* EXERCISE DETAILS: Find and copy every line in the records that includes the string "trimmed".

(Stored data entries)
--- START ---
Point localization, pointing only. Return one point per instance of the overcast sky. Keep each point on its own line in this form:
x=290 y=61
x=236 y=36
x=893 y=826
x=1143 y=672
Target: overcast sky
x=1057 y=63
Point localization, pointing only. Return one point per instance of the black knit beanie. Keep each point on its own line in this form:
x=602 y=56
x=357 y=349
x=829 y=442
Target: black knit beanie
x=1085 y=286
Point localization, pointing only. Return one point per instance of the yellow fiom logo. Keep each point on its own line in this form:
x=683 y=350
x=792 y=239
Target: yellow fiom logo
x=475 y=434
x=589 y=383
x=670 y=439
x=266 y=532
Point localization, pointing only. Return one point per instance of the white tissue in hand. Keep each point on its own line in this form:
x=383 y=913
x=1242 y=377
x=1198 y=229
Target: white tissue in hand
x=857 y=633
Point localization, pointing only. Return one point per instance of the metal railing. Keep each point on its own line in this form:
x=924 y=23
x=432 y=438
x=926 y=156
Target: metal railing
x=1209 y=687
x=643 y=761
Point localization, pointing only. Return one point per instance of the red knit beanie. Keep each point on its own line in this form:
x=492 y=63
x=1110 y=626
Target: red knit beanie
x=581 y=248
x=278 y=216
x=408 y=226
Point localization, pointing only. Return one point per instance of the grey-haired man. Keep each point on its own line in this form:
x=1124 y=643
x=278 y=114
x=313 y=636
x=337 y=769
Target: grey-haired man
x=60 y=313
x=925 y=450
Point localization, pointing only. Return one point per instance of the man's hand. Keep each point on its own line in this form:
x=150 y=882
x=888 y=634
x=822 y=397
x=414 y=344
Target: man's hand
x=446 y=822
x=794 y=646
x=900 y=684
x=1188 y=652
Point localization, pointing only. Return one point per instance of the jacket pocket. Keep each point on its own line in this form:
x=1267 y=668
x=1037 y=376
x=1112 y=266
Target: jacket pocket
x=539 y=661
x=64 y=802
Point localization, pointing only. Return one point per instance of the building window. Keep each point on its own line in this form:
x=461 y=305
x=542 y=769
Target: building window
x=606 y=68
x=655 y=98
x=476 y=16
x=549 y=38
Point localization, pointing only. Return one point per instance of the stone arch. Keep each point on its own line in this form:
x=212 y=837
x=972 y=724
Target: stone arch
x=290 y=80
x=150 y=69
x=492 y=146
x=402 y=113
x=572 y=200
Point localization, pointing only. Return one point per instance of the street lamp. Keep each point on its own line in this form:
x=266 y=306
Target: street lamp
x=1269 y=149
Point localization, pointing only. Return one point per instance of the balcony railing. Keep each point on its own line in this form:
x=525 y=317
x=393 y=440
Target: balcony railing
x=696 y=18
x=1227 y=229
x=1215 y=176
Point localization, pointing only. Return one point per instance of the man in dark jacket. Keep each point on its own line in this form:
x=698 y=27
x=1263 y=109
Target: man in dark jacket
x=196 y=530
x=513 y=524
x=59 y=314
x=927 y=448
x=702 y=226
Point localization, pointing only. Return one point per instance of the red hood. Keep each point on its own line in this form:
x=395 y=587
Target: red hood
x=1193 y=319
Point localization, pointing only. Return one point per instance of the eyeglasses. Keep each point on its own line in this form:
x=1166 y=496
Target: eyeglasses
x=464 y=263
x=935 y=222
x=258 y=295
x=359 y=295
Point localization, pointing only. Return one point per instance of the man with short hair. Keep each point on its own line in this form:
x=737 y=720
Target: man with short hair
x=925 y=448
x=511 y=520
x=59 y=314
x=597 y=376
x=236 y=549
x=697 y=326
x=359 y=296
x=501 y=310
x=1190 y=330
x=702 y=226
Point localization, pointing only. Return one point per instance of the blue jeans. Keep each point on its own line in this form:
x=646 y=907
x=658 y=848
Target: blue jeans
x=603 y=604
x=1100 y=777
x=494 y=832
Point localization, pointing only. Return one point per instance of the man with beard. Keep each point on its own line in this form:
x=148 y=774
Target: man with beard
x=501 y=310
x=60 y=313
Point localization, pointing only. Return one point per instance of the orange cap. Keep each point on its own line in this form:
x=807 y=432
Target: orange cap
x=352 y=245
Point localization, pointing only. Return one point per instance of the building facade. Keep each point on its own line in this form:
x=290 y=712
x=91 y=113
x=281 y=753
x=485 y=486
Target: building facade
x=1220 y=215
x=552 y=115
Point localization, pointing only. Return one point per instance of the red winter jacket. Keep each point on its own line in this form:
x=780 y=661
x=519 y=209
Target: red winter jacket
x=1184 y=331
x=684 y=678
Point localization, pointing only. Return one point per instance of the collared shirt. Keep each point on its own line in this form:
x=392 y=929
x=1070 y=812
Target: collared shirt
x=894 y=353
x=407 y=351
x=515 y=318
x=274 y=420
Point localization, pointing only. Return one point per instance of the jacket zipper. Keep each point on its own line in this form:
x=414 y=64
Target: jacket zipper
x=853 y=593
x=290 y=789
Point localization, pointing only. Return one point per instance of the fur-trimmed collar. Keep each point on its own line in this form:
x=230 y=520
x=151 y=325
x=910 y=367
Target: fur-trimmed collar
--- END ---
* EXERCISE SOLUTION:
Point localization, pointing only. Return one point per instance of the fur-trimmed collar. Keep each point on its own line in this form:
Target: fur-trimmed collar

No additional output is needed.